* _PAGE EXCERPT_:
------------------------------

Prove:—
$\log _{e}(n+1)-\log _{e} n=\frac{1}{n}-\frac{1}{2 n^{2}}+\frac{1}{3 n^{3}}-\ldots$
$\log _{e} n-\log _{e}(n-1)=\frac{1}{n}+\frac{1}{2 n^{2}}+\frac{1}{3 n^{3}}+\ldots$
Here's my attempt:—
I know that,
$e^{c y}=1+cy+\frac{c^{2} y^{2}}{2 !}+\frac{c^{3} y^{3}}{3 !}+\ldots$
Putting $e^c=a$ I get,
$a^{y}=1+y \log _{e} a+\frac{y^{2}\left(\log _{e} a\right)^{2}}{2 !}+\frac{y^{3}\left(\log _{e} a\right)^{3}}{3 !}+\ldots$
Putting $1+n=a$,
$(1+n)^{y}=1+y \log _{e}(1+n)+\frac{y^{2}}{2 !}\left\{\log _{e}(1+n)\right\}^{2}+\frac{y^{3}}{3 !}\left\{\log _{e}(1+n)\right\}^{3}+\ldots$
By using Binomial Theorem, when $n<1$.
$(1+n)^{y}=1+y n+\frac{y(y-1)}{2 !} n^{2}+\frac{y(y-1)(y-2)}{3 !} n^{3}+\ldots$
In the above equation the coefficient of $y$ is
$x+\frac{(-1)}{1 \cdot 2} x^{2}+\frac{(-1)(-2)}{1 \cdot 2 \cdot 3} x^{3}+\frac{(-1)(-2)(-3)}{1 \cdot 2 \cdot 3 \cdot 4} x^{4}+\ldots$
By comparing the coefficients of $y$ I get
$\log _{e}(1+n)=n-\frac{x^{2}}{2}+\frac{n^{3}}{3}-\frac{n^{4}}{4}+\ldots$.

------------------------------

* _EXCERPTED DATA_:
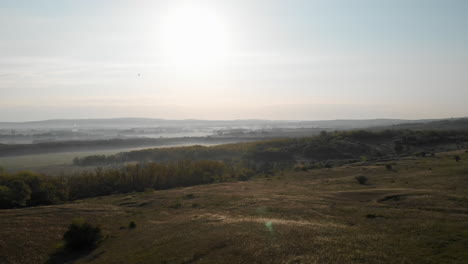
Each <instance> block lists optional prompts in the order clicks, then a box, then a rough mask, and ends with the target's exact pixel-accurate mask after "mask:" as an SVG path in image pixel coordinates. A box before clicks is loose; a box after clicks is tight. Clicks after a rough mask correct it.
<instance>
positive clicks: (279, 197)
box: [0, 151, 468, 264]
mask: <svg viewBox="0 0 468 264" xmlns="http://www.w3.org/2000/svg"><path fill="white" fill-rule="evenodd" d="M454 155H459V156H460V157H461V161H459V162H456V161H455V160H454V159H453V157H454ZM467 161H468V154H467V153H466V152H465V151H457V152H449V153H437V154H436V155H435V157H426V158H413V157H408V158H403V159H401V160H398V161H394V162H392V168H391V170H389V169H388V168H386V167H385V166H384V165H386V164H389V163H375V162H365V163H357V164H354V165H352V166H351V165H346V166H342V167H336V168H332V169H314V170H308V171H298V172H293V171H285V172H282V173H281V172H280V173H277V174H275V175H273V176H270V177H256V178H254V179H252V180H250V181H246V182H229V183H220V184H210V185H201V186H195V187H188V188H179V189H173V190H160V191H147V192H143V193H132V194H123V195H113V196H107V197H99V198H93V199H86V200H79V201H75V202H73V203H68V204H63V205H54V206H44V207H32V208H23V209H12V210H0V226H2V228H1V229H0V262H1V263H5V264H11V263H44V262H46V261H49V262H48V263H62V262H63V261H64V259H63V256H57V255H55V256H54V252H55V250H56V245H57V244H58V243H60V242H61V237H62V235H63V233H64V231H65V229H66V227H67V225H68V224H69V223H70V222H71V221H72V219H74V218H76V217H85V218H86V219H87V220H88V221H90V222H91V223H93V224H98V225H100V226H101V227H102V229H103V232H104V234H105V239H104V241H103V242H102V243H101V244H100V245H99V247H98V248H97V249H96V250H94V251H93V252H92V253H91V254H89V255H87V256H71V257H74V258H75V259H74V260H75V261H76V262H74V263H466V261H467V260H468V255H467V251H466V250H465V249H466V245H467V243H468V232H467V230H468V162H467ZM357 176H366V177H367V178H368V182H367V184H365V185H361V184H359V183H358V182H357V181H356V179H355V177H357ZM131 221H134V222H135V223H136V228H134V229H129V228H127V226H128V224H129V222H131ZM68 257H70V256H68ZM69 260H70V259H69Z"/></svg>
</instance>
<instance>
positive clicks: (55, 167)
mask: <svg viewBox="0 0 468 264" xmlns="http://www.w3.org/2000/svg"><path fill="white" fill-rule="evenodd" d="M204 145H206V146H210V144H204ZM176 146H186V145H184V144H181V145H171V146H164V147H165V148H167V147H176ZM141 149H147V147H140V148H124V149H111V150H101V151H79V152H64V153H48V154H35V155H26V156H14V157H0V167H2V168H4V169H5V170H7V171H9V172H17V171H21V170H33V171H37V172H42V173H50V174H59V173H60V172H62V171H63V172H69V171H70V170H79V169H80V168H75V167H73V168H71V166H72V161H73V159H74V158H75V157H79V158H82V157H86V156H90V155H113V154H117V153H119V152H126V151H133V150H141ZM81 169H83V168H81Z"/></svg>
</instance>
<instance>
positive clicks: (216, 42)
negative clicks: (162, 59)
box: [160, 5, 230, 67]
mask: <svg viewBox="0 0 468 264" xmlns="http://www.w3.org/2000/svg"><path fill="white" fill-rule="evenodd" d="M161 26H162V28H161V38H160V43H161V48H162V51H163V54H164V57H165V58H166V59H167V60H168V61H169V62H170V63H171V64H174V65H175V66H178V67H205V66H214V65H217V64H219V63H220V61H222V60H223V59H224V58H225V57H226V56H227V55H228V54H229V50H230V39H229V30H228V26H227V23H226V21H225V18H224V17H223V16H222V15H220V14H219V13H217V12H216V10H213V9H210V8H208V7H205V6H197V5H184V6H179V7H177V8H174V9H173V10H170V11H169V12H168V14H167V15H166V16H165V17H164V18H163V20H162V23H161Z"/></svg>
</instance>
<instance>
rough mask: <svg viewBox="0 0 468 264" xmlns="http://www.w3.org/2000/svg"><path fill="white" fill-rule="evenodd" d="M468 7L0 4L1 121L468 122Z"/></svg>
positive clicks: (179, 3) (0, 115) (352, 5)
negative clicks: (202, 120)
mask: <svg viewBox="0 0 468 264" xmlns="http://www.w3.org/2000/svg"><path fill="white" fill-rule="evenodd" d="M467 14H468V1H466V0H437V1H436V0H323V1H319V0H317V1H314V0H282V1H280V0H231V1H227V0H213V1H177V0H167V1H157V0H153V1H135V0H134V1H130V0H129V1H118V0H108V1H104V0H79V1H78V0H54V1H52V0H47V1H46V0H30V1H22V0H0V121H25V120H38V119H52V118H98V117H99V118H105V117H155V118H171V119H182V118H198V119H243V118H265V119H302V120H315V119H337V118H411V119H412V118H441V117H461V116H468V104H467V99H468V15H467Z"/></svg>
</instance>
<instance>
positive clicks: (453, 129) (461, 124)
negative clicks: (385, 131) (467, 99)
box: [373, 118, 468, 130]
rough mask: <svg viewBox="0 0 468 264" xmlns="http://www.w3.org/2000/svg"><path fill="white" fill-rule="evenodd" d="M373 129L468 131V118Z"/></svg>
mask: <svg viewBox="0 0 468 264" xmlns="http://www.w3.org/2000/svg"><path fill="white" fill-rule="evenodd" d="M373 129H376V130H385V129H409V130H468V118H454V119H444V120H436V121H432V122H419V123H417V122H413V123H404V124H396V125H391V126H379V127H375V128H373Z"/></svg>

------------------------------

* _WHAT TO WORK ON_:
**a.** Answer these about the page excerpt on logarithm series:
(i) What is e^c set equal to?
(ii) What expression is then put equal to a?
(iii) Under what condition on n is the Binomial Theorem applied?
**b.** State how many lines of the records contain the word "rough". Give only the number.

* _TASK ANSWERS_:
**a.**
(i) a
(ii) 1+n
(iii) When n<1

**b.** 3